**Text shown:**
-=-=-=-=-

We used Xilinx Vivado to synthesize each PN with three different options: fast, normal and slow. This gives us a range of implementations with different performance and area requirements. We assume that the designer has four options for hardware resources of the target HPRC (i.e. the XC7V585T, XC7VX690T, XC7V2000T and two XC7V200Ts). The baseline for comparison is the execution time of the application when using a single configuration.

#### 4. **RESULTS**

We calculated the execution time of each benchmark when its SDFG is implemented completely in one configuration on the XCV2000T. Then, we explored the temporal partitioning design space of each benchmark with three sets of NIs and find the best partitioning for each benchmark. Figure 3 shows the speed up of different sets of NIs and also the partitioning that selected with DTP compared with one time configuration of the FPGA. Series TPI1, TPI2 and TPI3 determines best speed up of temporal partitioning with leveraging node parallelism when each node can be implemented in only one type of implementation library. TPI1 means all node are implemented based on slow and area efficient set of NI and TPI3 means that all nodes are implemented based on fast and high resource required set of NIs.

We also explored the design space of TP with DTP when it leverages all three NI types. In many of explored benchmarks, TP lead in better performance than a one time implementation. As seen in Figure 3, the difference between the speed up gained by DTP over the best performing NI type is significant. For some benchmarks, such as SDFG8 and SDFG11, this difference is more than 25% compared to a direct implementation of the SDFG using Vivado. On average, DTP provides more than 20% speed-up. This is expected because DTP can combine NIs from different library sets to achieve a better execution time.

-=-=-=-=-

Labels for object points:
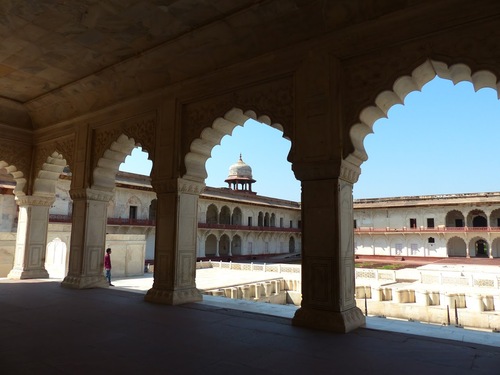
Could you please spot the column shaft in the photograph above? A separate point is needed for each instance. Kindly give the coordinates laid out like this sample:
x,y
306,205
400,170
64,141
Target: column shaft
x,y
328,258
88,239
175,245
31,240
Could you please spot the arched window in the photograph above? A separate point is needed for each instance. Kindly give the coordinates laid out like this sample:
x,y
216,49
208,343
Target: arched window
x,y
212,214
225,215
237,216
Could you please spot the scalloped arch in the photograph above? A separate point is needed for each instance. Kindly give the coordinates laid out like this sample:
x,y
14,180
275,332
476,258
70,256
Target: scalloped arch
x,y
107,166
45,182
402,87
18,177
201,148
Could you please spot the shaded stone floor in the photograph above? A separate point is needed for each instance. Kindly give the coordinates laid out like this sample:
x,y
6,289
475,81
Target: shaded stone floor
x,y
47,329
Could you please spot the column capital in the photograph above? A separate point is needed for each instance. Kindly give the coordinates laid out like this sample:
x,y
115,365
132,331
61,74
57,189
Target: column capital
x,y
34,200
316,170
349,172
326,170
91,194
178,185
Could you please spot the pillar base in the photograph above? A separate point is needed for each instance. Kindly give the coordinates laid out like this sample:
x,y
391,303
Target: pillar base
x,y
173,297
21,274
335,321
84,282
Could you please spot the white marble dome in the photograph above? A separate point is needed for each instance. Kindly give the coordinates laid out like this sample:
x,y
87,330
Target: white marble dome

-=-=-=-=-

**To be done:**
1. Answer these questions from the temporal partitioning text:
(a) Which tool was used to synthesize each PN?
(b) What does TPI1 mean?
(c) On average, how much speed-up does DTP provide?
2. Write a continuation of the temporal partitioning text that picks up after its final sentence.
The rows are separate material and bear no relation to the temporal partitioning text.

**Written answers:**
1.
(a) Xilinx Vivado.
(b) All nodes are implemented based on the slow and area-efficient set of NIs.
(c) More than 20%.

2.
Figure 3 also shows that selecting a set of NIs with higher performance does not always result in lower execution time for the complete application. This is shown with SDFG3 and the second and third NI sets. In this benchmark, the best performance of partitioning with third NI set is lower than second one. At the same time, the performance of each implementation in third set is higher than the implementation of the same PN in the second set. The reason for this is that DTP uses data parallelism and each configuration may be implemented in several instances on the FPGA. This provides evidence that defining local criteria to find temporal partitions may result in sub-optimal application performance.

Figure 4 shows the number of FPGA configurations in the best selected partitioning for each set of NIs. As this



Figure 3: Speedup of selected partitioning by DTP vs one time configuration



Figure 4: Number of configurations for the best partitioning

figure shows the performance of the applications is not directly related to the number of FPGA configurations. One of the reasons is that we assumed our target applications to be data intensive. The execution time of this type of applications is so long that the reconfiguration time of FPGAs is negligible. Figure 6 makes this concept more clear, for SDFG6 and SDFG15 the speedup of two times configuration is more than best partitioning with 4 configurations; but for SDFG11 and SDFG13 the speed up of best partitioning with 3 and 4 configurations is significantly more than best partitioning with 2 configurations. Since selecting the number of configurations as the criteria of temporal partitioning can mislead the designer.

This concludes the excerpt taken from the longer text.